> _Set problem_:
Count the lines in the data below that contain the string "cloud", and reply with that number alone.

> _Records_:
= = = =

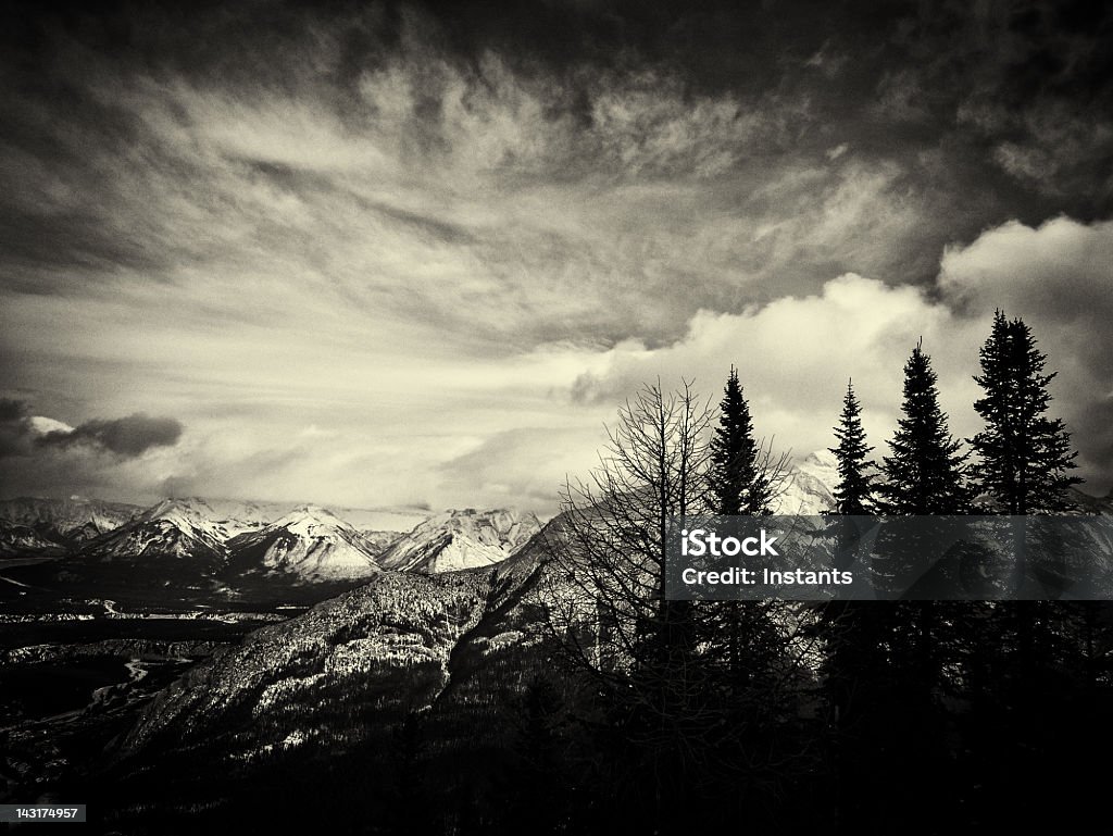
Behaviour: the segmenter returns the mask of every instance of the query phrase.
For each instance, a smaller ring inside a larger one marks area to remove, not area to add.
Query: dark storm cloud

= = = =

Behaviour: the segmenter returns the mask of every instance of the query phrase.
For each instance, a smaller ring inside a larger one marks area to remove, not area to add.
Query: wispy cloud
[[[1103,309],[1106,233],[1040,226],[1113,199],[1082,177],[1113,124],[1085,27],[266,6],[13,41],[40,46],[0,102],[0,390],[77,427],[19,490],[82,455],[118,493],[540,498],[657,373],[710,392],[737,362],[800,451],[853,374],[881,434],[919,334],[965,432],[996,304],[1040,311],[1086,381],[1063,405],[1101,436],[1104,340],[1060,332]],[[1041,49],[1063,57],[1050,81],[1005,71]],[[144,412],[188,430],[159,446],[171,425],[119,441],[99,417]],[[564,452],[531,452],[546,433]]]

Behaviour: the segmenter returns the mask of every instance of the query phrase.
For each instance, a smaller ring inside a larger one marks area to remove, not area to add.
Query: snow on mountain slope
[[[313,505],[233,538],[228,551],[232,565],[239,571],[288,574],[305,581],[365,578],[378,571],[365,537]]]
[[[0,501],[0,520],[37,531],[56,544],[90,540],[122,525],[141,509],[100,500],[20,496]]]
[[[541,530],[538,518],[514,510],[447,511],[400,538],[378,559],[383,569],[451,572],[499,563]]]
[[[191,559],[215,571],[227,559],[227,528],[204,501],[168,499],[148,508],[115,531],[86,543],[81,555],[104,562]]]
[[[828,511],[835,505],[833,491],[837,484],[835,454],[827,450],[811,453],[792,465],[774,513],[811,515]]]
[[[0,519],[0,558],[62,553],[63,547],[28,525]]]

= = = =

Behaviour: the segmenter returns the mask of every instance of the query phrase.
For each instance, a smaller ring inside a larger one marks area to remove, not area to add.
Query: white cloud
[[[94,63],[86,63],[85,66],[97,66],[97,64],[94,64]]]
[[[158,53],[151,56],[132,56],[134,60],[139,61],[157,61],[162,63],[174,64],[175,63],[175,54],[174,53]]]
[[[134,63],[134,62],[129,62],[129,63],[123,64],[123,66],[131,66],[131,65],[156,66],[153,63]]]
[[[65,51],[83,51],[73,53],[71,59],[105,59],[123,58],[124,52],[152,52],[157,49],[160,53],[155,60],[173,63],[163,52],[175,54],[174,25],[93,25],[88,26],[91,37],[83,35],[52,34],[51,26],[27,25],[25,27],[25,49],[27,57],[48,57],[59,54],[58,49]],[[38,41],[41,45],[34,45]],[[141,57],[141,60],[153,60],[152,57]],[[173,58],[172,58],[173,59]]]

= = = =

> _Complete answer_:
3